§ **Task requirements**: Return the passage of the heat sink assembly text below word for word, beginning at the words "Method of assembly" and stopping after "soldered to the printed circuit board.".

§ **Article**:

Method of assembly to achieve thermal bondline with minimal lead bending

Abstract

An improved process for assembling a plurality of power packages and a thermal heat sink to a printed circuit board involves securing the power packages to the heat sink before soldering the electrical leads of the power packages to the printed circuit board. The improved process allows the electrical leads of the power packages to move freely in lead holes in the printed circuit board as intimate planar surface to planar surface contact between the heat sink and the power packages is achieved, thereby eliminating or at least substantially reducing lead bending that occurs in conventional processes wherein attachment of the heat sink to the power packages occurs after the leads of the power packages have been soldered to the printed circuit board.

Description

TECHNICAL FIELD

This invention relates to methods of assembling discrete power packages and a heat sink on a printed circuit board.

BACKGROUND OF THE INVENTION

Conventional processes for physically and electrically connecting a plurality of leaded power packages to a printed circuit board have involved applying plastic standoff spacers to the printed circuit board, inserting the power packages onto the printed circuit board with the leads extending through lead holes provided in the printed circuit board, holding the properly positioned package in place on the printed circuit board with a suitable clamping fixture, and wave soldering the leads to the underside of the printed circuit board. Thereafter, the assembly comprising the power packages wave soldered to the printed circuit board is detached from the clamping fixture and attached to a heat sink or rail. Intimate contact or minimal space between the power package surface and the heat rail is desired. However, the typical assembly process creates differences in height among the power packages on the printed circuit board. The typical assembly process also causes individual power packages to be tilted with respect to each other at different angles.

To achieve intimate contact across the entire package area using known techniques, the package leads must be bent so that the outer surfaces of the discrete power packages are all at the same height and located in substantially the same plane. Typically, a clamping mechanism is also needed to hold the power device in contact with the heat rail due to the resilient memory (i.e., the tendency for a metal to return or spring back toward its original shape after deformation) of the bent leads. Using the circuit board as the reference plane for positioning of the power devices in accordance with conventional processes causes the amount of lead bending to be equal to the sum of tolerances (i.e., dimensional variations) for circuit board warpage, lead forming, power device thickness and heat sink flatness. This bending, which is typically greater than 0.01 inches in magnitude, can cause physical damage to the power package resulting in reduced quality and reduced reliability of the assembly.

§ **Dataset excerpts**:
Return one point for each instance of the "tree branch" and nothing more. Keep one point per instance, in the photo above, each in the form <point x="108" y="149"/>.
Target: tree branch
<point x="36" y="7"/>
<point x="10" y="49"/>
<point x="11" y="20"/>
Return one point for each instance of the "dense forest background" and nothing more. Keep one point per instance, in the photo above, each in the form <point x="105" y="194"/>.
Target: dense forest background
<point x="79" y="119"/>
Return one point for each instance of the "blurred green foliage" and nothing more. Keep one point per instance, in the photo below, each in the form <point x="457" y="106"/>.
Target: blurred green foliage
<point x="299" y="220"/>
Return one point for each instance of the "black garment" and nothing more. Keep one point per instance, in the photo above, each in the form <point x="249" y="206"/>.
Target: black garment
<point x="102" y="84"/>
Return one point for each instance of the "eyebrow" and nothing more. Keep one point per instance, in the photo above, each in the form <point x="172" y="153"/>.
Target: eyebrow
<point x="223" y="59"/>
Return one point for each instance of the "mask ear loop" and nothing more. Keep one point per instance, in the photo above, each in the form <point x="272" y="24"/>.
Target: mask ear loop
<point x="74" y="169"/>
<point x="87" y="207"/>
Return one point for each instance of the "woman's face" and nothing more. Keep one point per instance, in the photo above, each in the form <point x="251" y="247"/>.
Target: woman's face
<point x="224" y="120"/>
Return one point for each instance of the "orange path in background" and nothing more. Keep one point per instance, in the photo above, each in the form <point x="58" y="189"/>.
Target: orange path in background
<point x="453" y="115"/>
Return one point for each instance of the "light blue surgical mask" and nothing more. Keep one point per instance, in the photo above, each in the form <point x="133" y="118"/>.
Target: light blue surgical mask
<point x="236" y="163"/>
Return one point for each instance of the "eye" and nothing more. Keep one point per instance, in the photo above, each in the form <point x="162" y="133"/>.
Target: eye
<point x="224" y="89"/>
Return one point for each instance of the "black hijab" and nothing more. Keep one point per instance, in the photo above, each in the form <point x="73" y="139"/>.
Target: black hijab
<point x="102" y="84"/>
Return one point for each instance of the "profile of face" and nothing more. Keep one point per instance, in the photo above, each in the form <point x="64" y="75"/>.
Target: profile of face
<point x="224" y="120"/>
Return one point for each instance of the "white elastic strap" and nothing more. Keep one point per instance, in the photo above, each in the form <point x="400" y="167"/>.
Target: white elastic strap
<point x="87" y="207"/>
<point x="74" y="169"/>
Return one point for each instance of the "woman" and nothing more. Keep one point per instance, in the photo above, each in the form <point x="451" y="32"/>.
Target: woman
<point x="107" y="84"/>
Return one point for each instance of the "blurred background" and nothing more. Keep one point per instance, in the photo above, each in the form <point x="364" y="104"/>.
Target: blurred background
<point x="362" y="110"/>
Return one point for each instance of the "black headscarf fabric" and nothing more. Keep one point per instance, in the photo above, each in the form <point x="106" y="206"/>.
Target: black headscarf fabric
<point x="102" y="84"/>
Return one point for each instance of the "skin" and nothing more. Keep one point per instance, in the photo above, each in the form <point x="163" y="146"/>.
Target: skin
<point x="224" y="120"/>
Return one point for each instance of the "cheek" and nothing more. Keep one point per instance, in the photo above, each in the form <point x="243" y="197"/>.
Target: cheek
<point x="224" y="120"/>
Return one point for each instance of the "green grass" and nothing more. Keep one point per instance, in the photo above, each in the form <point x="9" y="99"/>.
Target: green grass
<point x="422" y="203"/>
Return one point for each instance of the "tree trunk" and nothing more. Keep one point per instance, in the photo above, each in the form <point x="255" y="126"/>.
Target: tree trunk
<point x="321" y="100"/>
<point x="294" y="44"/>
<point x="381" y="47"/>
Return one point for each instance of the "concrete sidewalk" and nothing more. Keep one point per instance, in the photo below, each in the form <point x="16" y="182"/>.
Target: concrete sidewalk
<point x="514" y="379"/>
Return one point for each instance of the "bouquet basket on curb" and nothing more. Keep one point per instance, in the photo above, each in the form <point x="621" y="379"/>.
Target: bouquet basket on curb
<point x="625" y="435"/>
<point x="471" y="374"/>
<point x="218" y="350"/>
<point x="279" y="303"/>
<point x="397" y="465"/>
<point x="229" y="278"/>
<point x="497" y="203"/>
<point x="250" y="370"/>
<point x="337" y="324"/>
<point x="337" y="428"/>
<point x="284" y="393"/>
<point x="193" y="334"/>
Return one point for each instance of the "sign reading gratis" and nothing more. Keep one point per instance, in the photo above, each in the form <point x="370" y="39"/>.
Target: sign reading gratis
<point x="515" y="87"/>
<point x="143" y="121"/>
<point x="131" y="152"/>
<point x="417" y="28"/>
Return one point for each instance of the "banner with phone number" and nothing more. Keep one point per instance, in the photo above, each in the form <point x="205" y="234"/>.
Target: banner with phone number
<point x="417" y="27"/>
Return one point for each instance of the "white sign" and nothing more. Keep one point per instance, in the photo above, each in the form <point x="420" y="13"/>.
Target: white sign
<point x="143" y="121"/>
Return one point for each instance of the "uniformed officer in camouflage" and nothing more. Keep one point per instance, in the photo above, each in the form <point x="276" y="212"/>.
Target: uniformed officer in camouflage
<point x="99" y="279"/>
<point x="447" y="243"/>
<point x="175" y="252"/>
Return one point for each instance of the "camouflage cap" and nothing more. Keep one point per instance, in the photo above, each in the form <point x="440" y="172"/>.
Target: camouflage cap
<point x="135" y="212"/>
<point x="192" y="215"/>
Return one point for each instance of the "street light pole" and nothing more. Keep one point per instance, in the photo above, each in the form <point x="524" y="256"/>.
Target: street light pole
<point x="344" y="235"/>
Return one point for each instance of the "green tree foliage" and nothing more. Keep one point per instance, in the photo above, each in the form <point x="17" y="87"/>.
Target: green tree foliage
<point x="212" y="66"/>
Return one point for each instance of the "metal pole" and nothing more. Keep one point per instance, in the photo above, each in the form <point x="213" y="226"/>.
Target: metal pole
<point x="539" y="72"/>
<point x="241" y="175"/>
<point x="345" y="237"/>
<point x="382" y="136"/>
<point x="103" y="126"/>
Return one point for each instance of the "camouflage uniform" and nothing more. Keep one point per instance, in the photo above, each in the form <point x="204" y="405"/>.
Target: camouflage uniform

§ **Output of the task**:
Method of assembly to achieve thermal bondline with minimal lead bending

Abstract

An improved process for assembling a plurality of power packages and a thermal heat sink to a printed circuit board involves securing the power packages to the heat sink before soldering the electrical leads of the power packages to the printed circuit board. The improved process allows the electrical leads of the power packages to move freely in lead holes in the printed circuit board as intimate planar surface to planar surface contact between the heat sink and the power packages is achieved, thereby eliminating or at least substantially reducing lead bending that occurs in conventional processes wherein attachment of the heat sink to the power packages occurs after the leads of the power packages have been soldered to the printed circuit board.